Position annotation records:
---
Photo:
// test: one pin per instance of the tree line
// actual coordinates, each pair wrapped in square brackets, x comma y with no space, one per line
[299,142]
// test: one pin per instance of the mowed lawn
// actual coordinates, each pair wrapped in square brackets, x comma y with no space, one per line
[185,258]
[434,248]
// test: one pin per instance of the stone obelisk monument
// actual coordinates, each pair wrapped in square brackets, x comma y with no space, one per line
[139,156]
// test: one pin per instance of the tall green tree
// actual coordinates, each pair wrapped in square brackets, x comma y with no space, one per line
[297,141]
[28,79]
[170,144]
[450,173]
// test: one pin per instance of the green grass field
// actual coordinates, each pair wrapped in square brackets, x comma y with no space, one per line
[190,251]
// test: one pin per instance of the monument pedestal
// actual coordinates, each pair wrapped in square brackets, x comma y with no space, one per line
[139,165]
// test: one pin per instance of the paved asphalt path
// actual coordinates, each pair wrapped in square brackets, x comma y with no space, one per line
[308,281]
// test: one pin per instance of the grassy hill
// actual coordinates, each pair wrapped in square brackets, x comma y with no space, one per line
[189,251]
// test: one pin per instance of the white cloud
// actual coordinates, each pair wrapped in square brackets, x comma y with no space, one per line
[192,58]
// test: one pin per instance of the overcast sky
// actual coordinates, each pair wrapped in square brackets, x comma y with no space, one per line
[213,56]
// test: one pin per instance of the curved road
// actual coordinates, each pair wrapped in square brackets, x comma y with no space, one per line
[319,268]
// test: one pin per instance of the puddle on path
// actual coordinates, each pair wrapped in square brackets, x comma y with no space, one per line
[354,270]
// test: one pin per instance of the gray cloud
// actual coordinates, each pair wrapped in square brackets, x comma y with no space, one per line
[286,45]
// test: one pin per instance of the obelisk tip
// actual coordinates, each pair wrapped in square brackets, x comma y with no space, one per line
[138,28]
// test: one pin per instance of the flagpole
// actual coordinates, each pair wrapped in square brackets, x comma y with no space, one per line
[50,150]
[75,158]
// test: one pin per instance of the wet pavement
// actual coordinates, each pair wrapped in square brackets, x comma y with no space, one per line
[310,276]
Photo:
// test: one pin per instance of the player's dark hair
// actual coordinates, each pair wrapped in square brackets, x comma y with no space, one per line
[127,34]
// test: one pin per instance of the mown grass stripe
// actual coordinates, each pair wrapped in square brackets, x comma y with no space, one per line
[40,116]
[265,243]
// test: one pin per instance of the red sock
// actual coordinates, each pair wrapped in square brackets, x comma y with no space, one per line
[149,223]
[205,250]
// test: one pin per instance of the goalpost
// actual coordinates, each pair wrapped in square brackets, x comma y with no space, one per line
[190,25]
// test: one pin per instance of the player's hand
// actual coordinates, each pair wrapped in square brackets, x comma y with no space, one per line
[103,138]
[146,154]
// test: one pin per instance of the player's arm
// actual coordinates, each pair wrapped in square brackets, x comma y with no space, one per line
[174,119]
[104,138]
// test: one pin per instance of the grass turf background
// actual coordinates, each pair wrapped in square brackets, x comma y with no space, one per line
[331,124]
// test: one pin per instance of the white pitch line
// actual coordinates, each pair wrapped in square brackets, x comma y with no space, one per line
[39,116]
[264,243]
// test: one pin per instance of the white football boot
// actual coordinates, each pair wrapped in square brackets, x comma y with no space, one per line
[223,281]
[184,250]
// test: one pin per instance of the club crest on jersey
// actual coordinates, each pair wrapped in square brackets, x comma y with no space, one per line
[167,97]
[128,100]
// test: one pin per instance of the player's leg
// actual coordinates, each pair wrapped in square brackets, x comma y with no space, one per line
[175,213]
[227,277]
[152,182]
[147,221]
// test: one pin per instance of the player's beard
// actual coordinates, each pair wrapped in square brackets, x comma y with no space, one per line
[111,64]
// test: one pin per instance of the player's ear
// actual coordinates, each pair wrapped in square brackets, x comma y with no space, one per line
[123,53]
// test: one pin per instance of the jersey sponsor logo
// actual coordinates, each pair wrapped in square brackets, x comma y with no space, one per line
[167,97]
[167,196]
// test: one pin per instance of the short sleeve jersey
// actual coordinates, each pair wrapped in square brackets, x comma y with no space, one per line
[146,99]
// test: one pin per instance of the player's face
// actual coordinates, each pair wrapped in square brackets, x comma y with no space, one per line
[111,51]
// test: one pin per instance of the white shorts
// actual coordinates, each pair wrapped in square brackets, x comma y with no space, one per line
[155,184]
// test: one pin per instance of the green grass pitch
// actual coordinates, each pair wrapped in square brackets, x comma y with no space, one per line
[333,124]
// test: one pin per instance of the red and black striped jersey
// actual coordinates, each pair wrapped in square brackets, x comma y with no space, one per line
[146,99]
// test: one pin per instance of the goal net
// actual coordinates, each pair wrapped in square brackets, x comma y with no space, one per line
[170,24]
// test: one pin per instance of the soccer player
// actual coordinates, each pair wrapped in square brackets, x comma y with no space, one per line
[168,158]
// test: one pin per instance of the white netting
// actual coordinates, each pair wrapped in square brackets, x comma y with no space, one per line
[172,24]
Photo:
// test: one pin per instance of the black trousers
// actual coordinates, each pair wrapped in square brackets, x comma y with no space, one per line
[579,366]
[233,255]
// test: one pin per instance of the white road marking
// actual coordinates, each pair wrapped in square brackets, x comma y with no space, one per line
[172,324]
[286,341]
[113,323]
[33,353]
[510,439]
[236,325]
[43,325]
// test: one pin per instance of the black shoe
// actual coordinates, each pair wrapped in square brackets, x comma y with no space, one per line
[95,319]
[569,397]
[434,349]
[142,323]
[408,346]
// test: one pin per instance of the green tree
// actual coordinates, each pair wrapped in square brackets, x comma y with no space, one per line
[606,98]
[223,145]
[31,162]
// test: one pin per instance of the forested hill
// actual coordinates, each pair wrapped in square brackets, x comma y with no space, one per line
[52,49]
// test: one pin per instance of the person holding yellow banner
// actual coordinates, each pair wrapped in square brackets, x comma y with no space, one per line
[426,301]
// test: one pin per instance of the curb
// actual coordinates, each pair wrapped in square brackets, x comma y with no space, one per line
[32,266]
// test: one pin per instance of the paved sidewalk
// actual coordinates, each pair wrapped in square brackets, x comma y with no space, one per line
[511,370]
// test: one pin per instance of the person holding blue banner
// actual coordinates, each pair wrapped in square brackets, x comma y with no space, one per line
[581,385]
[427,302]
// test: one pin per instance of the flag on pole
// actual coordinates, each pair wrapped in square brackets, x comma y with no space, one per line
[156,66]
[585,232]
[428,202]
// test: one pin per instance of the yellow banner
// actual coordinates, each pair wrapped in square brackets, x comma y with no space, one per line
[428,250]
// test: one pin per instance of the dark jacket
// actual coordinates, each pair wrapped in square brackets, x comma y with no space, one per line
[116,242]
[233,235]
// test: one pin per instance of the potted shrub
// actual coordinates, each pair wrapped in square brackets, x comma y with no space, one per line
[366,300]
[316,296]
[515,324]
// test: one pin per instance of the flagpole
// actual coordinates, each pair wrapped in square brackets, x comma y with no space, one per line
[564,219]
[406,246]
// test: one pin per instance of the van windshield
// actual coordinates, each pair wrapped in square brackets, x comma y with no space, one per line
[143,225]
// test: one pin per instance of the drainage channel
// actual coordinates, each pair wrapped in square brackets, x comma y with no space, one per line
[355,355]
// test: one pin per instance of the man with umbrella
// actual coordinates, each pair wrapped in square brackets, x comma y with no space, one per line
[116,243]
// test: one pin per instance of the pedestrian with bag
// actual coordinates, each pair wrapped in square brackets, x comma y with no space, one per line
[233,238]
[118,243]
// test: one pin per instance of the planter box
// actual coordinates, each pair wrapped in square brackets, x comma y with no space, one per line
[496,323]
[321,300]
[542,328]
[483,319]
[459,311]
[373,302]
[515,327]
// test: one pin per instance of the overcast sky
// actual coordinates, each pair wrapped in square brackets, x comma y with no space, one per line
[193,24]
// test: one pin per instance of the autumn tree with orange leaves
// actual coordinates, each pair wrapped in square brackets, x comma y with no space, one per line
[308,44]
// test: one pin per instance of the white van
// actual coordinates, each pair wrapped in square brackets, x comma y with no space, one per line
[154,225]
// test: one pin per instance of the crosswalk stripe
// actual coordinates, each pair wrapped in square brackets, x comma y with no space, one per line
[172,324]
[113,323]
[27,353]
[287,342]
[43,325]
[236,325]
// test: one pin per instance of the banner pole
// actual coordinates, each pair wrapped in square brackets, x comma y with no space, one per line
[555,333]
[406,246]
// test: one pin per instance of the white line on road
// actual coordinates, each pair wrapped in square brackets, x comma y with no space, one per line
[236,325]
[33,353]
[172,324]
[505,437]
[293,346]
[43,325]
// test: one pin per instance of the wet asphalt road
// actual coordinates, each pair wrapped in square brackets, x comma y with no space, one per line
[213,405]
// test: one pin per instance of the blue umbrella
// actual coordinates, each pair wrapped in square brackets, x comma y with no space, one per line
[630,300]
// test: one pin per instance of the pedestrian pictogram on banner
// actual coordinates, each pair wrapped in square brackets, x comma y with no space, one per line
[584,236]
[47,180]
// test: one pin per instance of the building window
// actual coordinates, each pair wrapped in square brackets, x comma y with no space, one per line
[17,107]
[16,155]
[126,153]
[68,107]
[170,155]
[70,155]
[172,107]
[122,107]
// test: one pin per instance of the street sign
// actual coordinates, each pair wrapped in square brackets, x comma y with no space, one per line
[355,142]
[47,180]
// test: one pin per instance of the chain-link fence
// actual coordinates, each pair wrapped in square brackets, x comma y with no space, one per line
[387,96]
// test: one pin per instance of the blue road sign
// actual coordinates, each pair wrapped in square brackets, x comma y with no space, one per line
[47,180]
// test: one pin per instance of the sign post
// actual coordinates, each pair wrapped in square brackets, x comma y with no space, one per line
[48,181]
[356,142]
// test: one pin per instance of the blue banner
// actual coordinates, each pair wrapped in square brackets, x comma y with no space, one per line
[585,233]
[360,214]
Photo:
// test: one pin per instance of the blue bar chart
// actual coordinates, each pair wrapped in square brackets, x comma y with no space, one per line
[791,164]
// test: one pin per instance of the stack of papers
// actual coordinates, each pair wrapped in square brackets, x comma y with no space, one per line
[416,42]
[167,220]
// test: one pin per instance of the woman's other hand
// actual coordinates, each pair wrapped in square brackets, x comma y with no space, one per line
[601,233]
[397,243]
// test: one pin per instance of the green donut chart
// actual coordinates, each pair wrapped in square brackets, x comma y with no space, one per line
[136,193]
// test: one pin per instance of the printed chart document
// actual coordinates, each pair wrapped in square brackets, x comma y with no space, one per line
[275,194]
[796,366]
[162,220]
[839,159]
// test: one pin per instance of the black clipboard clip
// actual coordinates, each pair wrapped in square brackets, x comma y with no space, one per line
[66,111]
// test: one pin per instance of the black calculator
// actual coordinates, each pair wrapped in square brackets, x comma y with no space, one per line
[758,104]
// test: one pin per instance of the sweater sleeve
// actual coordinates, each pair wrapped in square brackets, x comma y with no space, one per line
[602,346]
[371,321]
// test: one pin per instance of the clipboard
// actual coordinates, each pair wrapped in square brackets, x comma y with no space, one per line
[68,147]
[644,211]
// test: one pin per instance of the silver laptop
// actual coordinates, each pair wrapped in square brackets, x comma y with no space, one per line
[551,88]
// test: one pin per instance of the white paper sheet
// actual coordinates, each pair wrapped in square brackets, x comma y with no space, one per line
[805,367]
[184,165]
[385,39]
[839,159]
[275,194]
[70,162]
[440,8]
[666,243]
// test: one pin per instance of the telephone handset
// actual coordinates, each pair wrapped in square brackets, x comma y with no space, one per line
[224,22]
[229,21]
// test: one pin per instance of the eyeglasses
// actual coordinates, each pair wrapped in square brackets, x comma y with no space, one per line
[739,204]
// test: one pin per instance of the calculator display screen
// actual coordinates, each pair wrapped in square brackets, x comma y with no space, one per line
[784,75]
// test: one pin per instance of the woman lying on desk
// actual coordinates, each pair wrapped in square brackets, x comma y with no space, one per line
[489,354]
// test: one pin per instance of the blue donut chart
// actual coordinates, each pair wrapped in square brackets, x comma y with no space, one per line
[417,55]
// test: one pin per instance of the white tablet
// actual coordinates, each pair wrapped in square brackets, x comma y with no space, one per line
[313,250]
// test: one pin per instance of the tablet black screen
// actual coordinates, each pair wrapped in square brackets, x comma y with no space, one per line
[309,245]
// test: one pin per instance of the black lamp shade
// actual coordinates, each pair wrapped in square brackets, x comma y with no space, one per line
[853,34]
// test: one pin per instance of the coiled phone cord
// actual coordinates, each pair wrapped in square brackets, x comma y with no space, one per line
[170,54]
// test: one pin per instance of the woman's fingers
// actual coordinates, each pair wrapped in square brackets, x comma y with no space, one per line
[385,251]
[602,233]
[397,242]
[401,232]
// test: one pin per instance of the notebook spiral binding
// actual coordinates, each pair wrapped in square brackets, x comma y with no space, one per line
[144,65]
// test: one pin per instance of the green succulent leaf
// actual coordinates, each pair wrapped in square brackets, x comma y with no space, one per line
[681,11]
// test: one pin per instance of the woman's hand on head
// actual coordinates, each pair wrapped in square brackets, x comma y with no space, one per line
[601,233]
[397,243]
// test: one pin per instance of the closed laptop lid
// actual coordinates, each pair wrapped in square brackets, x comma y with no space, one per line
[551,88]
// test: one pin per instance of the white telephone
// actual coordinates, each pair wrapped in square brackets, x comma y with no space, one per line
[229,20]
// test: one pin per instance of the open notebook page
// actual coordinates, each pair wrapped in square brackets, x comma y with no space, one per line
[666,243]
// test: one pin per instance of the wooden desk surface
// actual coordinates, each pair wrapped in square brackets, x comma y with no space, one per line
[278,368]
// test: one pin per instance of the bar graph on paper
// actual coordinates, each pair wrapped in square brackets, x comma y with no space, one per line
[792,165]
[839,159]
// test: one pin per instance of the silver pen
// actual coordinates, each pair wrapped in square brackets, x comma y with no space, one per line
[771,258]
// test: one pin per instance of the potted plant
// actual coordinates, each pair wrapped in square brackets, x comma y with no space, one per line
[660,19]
---
__Task description__. Your answer should consist only of the lines from the one with "notebook spiral binding" through the end of the data above, reproduced exactly.

__The solution__.
// test: one pin per instance of the notebook spiral binding
// actual coordinates, each pair wrapped in square brackets, x comma y with no space, one per line
[144,65]
// test: one pin per instance of the green succulent leaf
// actual coordinates, each pair wrapped in square brackets, x comma y with no space, one per line
[681,11]
// test: one pin per instance of the woman's hand on head
// actual coordinates, each pair wrapped in square brackets, x comma y with no space, one per line
[601,233]
[397,243]
// test: one pin per instance of the closed laptop lid
// actual coordinates, each pair wrapped in square brackets, x comma y with no space, one per line
[551,88]
// test: one pin per instance of the white telephone
// actual coordinates, each pair wrapped in square brackets, x comma y with no space, one per line
[229,20]
// test: one pin per instance of the open notebook page
// actual coordinates, each pair wrapped in square brackets, x comma y with no space, one per line
[666,243]
// test: one pin per instance of the wooden desk surface
// actual coordinates, each pair wrapped in square brackets, x comma y with no space, one per line
[278,368]
// test: one pin per instance of the bar graph on paper
// actual coordinates, each pair wrapped in square brackets, x comma y with no space, one per line
[792,165]
[839,159]
// test: one pin per instance of the silver pen
// actual coordinates, each pair wrapped in square brackets, x comma y with no space, one per line
[771,258]
// test: one pin per instance of the potted plant
// actual coordinates, each pair wrapped in square brackets, x comma y with no space, one per line
[660,19]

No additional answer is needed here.